▶ **AUFGABE 1**
Bitte kopiere aus dem Artikel über die Eurasburger Schlosskirche eine Passage Wort für Wort. Setze bei den Worten „Nach vierjähriger Renovierungsphase“ ein und höre nach „Traditionsvereinen und der Blaskapelle.“ auf.
▶ **AUFGABE 2**
Schreib den Artikel über die Eurasburger Schlosskirche im Anschluss an seinen letzten Satz weiter.
══ AUSGEWÄHLTER TEXT ══
Sakralbauten im Oberland:Einzigartiger Stilmix

Lesezeit: 3 min

Die Eurasburger Schlosskirche ist bis ins Details so originalgetreu erhalten wie es Karl Bauer Anfang des 20. Jahrhunderts geplant hat. (Foto: Manfred Neubauer)

Für die Eurasburger Schlosskirche kombinierte Architekt Karl Bauer neobarocke Formen und Jugendstil. Das Ende der vierjährigen Renovierungsarbeiten feiert der Pfarrverband mit einem Gottesdienst.

Von Benjamin Engel, Eurasburg

Mit ihrem Zwiebeltürmchen scheint die Eurasburger Schlosskirche Mariä Empfängnis typisch für die Sakralbauten der Umgebung zu sein. Gleichzeitig ist das Gebäude viel jüngeren Datums als seine barocken Vorbilder, kunstgeschichtlich aber kaum minder interessant. Für die von 1908 bis 1909 errichtete Kirche hat Architekt Karl Bauer - einer der Baumeister des Ulmer Münsters - die neobarocke Formensprache mit jugendstilhaften Elementen kombiniert und so ein in sich äußerst einheitliches ästhetisch-stimmiges Erscheinungsbild geschaffen. Seitdem ist die Originalausstattung praktisch unverändert geblieben, was die denkmalgeschützte Kirche besonders macht.

Nach vierjähriger Renovierungsphase ist der Innenraum nun wieder so erleb- und erfahrbar wie für die Menschen vor etwas mehr als einem Jahrhundert. Das feiert der Pfarrverband Münsing am Sonntag, 22. Oktober. Weihbischof Rupert Graf zu Stolberg wird ab 10 Uhr den Festgottesdienst in der Eurasburger Schlosskirche halten. Pfarrer Martin Kirchbichler erwartet viele Ehrengäste, von den an der Restaurierung beteiligten Betrieben, Vertretern des Pfarrverbands bis zu Eurasburgs Bürgermeister Moritz Sappl, Traditionsvereinen und der Blaskapelle.

Nach abgeschlossener Restaurierung kommt die Gewölbestruktur mit den ockergelben Leisten vor weißem Deckenhintergrund wieder farbintensiv zur Geltung. (Foto: Manfred Neubauer)

So kurz die Bauzeit der Kirche einst war, so lang haben sich die Planungen für die Renovierung hingezogen. "Das war schon seit 2006/07 Thema, als ich in Münsing angefangen habe", sagt Pfarrer Kirchbichler. Wenigstens die Kosten blieben mit um die 900 000 Euro unter der Summe von einer Million, die schon einmal im Gespräch war.
═══
══ BEREITGESTELLTE LISTE ══
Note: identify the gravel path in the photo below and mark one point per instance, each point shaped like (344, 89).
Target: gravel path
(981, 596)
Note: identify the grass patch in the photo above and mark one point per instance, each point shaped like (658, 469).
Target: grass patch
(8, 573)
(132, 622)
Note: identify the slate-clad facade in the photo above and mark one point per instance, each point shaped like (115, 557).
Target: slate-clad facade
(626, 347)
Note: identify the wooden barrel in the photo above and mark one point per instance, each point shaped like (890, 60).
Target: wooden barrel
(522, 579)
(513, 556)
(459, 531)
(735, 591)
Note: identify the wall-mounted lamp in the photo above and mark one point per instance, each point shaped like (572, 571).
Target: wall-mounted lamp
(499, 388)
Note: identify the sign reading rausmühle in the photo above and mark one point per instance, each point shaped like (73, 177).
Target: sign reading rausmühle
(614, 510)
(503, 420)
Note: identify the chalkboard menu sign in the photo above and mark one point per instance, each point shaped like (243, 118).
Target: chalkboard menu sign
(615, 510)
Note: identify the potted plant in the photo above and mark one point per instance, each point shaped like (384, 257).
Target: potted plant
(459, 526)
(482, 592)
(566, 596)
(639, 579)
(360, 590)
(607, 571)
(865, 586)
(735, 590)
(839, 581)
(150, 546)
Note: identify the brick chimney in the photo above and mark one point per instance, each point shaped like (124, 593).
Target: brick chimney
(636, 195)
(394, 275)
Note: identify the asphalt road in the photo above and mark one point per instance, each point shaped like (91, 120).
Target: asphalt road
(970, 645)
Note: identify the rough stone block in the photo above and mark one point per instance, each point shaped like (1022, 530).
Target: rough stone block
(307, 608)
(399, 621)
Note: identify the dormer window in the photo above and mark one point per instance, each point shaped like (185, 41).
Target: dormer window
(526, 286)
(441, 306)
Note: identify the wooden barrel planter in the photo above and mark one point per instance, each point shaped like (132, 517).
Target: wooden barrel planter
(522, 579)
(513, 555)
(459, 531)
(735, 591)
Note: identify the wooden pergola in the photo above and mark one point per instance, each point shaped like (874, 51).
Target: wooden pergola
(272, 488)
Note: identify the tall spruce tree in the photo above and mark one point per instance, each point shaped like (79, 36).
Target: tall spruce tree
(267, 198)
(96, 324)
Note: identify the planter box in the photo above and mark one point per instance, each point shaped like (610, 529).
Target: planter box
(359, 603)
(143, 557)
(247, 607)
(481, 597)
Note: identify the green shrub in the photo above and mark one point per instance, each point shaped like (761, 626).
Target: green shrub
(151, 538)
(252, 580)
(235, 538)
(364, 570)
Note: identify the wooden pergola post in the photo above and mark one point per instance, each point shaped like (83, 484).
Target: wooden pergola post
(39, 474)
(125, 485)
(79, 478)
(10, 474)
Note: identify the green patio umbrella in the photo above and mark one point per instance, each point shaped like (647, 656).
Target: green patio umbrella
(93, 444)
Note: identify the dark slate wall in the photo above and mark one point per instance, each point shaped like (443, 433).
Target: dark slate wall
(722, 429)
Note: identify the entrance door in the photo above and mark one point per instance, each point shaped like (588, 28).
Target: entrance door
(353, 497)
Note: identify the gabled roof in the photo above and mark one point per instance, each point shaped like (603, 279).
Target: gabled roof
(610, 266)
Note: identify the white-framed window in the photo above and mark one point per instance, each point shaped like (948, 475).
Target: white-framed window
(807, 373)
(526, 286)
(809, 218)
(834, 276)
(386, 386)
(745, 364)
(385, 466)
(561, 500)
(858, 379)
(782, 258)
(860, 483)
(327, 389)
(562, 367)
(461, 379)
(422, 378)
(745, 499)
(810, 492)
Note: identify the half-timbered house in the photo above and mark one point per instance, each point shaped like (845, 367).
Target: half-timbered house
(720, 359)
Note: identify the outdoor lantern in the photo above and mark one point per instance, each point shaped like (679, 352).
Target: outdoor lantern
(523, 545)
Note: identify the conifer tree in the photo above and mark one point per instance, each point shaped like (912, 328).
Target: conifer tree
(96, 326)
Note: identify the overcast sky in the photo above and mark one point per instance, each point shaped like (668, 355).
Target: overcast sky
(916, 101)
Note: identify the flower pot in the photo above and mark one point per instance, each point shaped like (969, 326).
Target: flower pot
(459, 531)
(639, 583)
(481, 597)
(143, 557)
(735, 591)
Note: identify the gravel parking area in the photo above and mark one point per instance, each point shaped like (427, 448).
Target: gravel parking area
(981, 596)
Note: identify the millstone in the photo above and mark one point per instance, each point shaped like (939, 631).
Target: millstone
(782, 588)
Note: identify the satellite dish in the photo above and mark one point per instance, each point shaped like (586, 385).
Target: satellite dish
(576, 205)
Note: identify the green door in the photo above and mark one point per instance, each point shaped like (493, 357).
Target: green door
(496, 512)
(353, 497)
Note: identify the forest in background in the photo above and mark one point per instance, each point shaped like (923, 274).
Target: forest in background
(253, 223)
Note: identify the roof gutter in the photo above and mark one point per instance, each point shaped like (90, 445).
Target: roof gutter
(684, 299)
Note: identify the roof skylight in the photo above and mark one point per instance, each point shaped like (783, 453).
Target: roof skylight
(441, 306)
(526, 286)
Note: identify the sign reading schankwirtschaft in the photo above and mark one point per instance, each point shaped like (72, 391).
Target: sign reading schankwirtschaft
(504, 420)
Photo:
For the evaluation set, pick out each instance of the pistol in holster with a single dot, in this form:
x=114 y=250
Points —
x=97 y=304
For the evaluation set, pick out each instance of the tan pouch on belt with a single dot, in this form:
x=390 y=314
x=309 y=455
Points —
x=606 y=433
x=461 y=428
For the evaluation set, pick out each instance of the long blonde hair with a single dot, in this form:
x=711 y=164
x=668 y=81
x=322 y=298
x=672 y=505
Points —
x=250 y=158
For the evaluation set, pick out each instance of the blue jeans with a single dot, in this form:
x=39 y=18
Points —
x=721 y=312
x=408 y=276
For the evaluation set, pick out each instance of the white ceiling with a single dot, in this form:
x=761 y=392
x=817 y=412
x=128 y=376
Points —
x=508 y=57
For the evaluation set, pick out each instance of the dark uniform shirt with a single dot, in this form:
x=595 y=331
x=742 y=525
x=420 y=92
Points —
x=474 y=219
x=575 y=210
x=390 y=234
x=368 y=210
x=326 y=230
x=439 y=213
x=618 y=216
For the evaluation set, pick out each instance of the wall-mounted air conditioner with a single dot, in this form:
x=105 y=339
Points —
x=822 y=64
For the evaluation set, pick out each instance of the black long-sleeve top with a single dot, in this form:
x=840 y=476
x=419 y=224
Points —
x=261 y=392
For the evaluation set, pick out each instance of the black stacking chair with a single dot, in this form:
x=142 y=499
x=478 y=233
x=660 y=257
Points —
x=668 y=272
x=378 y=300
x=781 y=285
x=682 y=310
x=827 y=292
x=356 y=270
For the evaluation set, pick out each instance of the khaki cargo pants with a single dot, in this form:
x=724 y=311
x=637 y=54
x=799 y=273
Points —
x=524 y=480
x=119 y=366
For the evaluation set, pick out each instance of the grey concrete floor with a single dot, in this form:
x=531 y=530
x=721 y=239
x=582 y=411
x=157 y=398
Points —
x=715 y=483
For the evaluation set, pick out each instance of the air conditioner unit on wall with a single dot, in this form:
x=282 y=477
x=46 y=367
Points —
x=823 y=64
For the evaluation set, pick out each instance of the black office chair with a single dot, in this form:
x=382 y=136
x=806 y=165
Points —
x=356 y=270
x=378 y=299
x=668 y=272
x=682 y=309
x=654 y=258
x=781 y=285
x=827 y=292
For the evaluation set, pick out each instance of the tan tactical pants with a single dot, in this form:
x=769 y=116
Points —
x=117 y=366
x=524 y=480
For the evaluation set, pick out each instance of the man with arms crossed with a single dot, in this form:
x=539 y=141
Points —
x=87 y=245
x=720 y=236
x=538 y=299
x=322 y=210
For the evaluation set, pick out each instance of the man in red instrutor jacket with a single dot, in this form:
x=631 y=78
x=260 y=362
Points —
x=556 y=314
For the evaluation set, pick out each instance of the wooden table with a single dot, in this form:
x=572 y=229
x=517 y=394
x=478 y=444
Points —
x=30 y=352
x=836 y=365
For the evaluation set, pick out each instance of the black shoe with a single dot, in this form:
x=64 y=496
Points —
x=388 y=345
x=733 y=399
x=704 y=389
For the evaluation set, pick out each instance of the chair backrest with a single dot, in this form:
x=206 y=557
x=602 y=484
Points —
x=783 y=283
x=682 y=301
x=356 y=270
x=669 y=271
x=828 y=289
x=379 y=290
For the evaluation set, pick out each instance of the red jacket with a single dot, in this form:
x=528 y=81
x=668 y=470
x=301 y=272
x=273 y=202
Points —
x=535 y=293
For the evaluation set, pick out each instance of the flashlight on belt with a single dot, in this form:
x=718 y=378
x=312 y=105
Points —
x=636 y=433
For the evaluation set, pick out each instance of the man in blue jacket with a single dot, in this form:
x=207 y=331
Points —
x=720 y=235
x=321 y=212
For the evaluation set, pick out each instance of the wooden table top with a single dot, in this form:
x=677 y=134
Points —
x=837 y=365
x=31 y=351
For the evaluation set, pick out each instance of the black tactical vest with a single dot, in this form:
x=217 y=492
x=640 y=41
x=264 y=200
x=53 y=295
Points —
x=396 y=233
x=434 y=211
═══
▶ **RICHTIGE ANTWORT 1**
Nach vierjähriger Renovierungsphase ist der Innenraum nun wieder so erleb- und erfahrbar wie für die Menschen vor etwas mehr als einem Jahrhundert. Das feiert der Pfarrverband Münsing am Sonntag, 22. Oktober. Weihbischof Rupert Graf zu Stolberg wird ab 10 Uhr den Festgottesdienst in der Eurasburger Schlosskirche halten. Pfarrer Martin Kirchbichler erwartet viele Ehrengäste, von den an der Restaurierung beteiligten Betrieben, Vertretern des Pfarrverbands bis zu Eurasburgs Bürgermeister Moritz Sappl, Traditionsvereinen und der Blaskapelle.

▶ **RICHTIGE ANTWORT 2**
Es sei darum gegangen, die Bausubstanz im Innenraum in ihrem Originalzustand zu erhalten, ohne die natürlichen Gebrauchsspuren zu tilgen, sagt der beauftragte Architekt Hermann Thurner aus Ellbach bei Bad Tölz. Das hieß behutsam vorzugehen, war doch die Schlosskirche noch nie renoviert worden. "Auf den Gewölbeflächen haben wir mit einer Latex-Reinigung den Schmutz entfernt", so Thurner. Die Restauratoren tragen für dieses Verfahren einen Latexfilm auf, der später vorsichtig wieder abgezogen wird - eine Form der schonenden Trockenreinigung.

So arbeitete das Team das mit den ockergelben Leisten der Reliefstuckierung kontrastierende ursprüngliche Weiß der Decken und Wände wieder heraus. So farbintensiv wie einst erscheint der Hochaltar mit den spangrünen Holzaufbauten, dem grauen, weißgeäderten Marmor an Mensa, Tabernakel und Goldornamenten.

Eine Glashütte hat die Leuchten nach Originalvorbild gefertigt

An den Leuchten im Kircheninnenraum waren beispielweise einige Gläser verlorengegangen. Daher beauftragte Architekt Thurner eine Glashütte bei Lindberg im bayerischen Wald, um mundgeblasenen Ersatz nach Originalvorbild anzufertigen. Allein bis das bewerkstelligt war, dauerte es um die eineinhalb Jahre. Denn ein erster Betrieb sei insolvent gegangen und habe den Auftrag nicht ausführen können. Ein anderes Unternehmen musste gesucht werden, so Thurner. "Insgesamt waren 25 Gewerke an der Restaurierung beteiligt."

Langwierig hatte sich schon der Planungsprozess der Kirche gestaltet. Ursprünglich hatte für Eurasburg nur eine im nahen Schloss integrierte Kapelle existiert. Weil sich Besitzer Georg Käß von den Kirchenbesuchern gestört fühlte, hatte er bereits in den 1890er-Jahren beschlossen, eine neue Kirche zu errichten. Erste Pläne lehnte das Erzbischöfliche Ordinariat ab. Erst die Tochter, Maria Gräfin von Tattenbach, sollte den Bau vollenden lassen.

Kontrastreich kombiniert der Hochaltar Materialien wie grauen Marmor, spangrüne Holzaufbauten und Goldornamente. (Foto: Manfred Neubauer)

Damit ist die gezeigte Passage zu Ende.